Begin SUPPLIED TEXT
Saturday, 15 March 2014

Redefining ‘Fairness’…

Nearly 70,000 job seekers have had their benefits withdrawn unfairly
Oh..? Without cause? At random? Just because someone in the DWP felt like it?
Policy Exchange says almost a third of all people who break their job search conditions for the first time have their benefits taken away by mistake and face unnecessary hardship as a result.
Ah. I see. There are rules. They break ‘em. What’s so hard to understand?
Guy Miscampbell, the author of the Policy Exchange report, said: "It is clear that there are a significant number of people who have their benefit taken away from them unfairly. Four weeks without any money is driving people to desperate measures including a reliance on food banks".
Oh, food banks! Those much needed charitable…

Wait. What?
The claim is made in a BBC Panorama documentary broadcast on Monday evening, which found that over a third of local authorities in England and Wales were providing funding for food banks, despite government claims that charity food is not a part of the social security system.
End SUPPLIED TEXT
Begin ENTRIES SHOWN
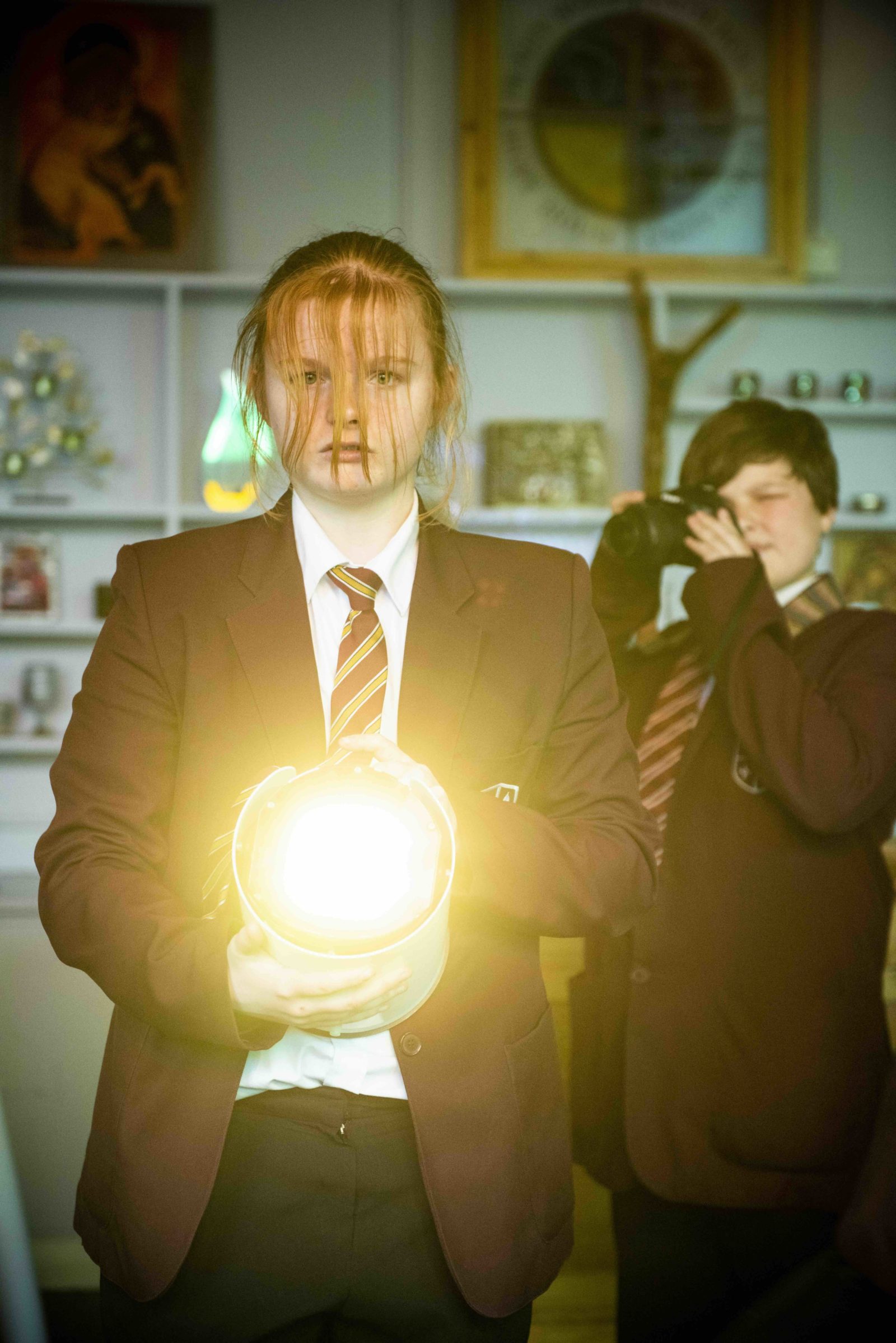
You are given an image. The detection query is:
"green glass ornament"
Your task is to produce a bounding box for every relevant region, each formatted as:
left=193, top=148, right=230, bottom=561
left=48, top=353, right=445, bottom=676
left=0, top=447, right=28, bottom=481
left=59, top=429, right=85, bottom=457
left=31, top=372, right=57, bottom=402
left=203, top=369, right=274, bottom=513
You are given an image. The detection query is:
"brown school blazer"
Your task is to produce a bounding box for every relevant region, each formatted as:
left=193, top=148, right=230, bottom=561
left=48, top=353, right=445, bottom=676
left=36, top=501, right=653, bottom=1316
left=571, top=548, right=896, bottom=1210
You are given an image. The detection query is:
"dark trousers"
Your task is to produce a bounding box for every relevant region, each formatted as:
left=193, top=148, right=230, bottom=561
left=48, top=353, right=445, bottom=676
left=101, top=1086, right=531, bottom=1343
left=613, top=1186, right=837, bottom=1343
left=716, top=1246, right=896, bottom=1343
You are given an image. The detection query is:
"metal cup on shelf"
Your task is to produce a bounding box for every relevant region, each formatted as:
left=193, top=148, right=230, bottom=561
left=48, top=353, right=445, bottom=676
End ENTRIES SHOWN
## INSTRUCTIONS
1. Summarize the blog post on benefit sanctions in two sentences.
2. Render this sentence from the blog post on benefit sanctions in Spanish: "Policy Exchange says almost a third of all people who break their job search conditions for the first time have their benefits taken away by mistake and face unnecessary hardship as a result."
3. In the blog post on benefit sanctions, how long does Guy Miscampbell say people are left without any money?

## EXPECTED RESULTS
1. The blog post reports a Policy Exchange claim that nearly 70,000 job seekers, almost a third of those who break their job search conditions for the first time, have had their benefits taken away by mistake, and it quotes the report's author saying that four weeks without money drives people to measures such as reliance on food banks. Its author responds that these people broke the rules, then cites a BBC Panorama documentary finding that over a third of local authorities in England and Wales were funding food banks despite government claims that charity food is not part of the social security system.

2. Policy Exchange afirma que a casi un tercio de todas las personas que incumplen por primera vez sus condiciones de búsqueda de empleo se les retiran las prestaciones por error y, como consecuencia, sufren penurias innecesarias.

3. Four weeks.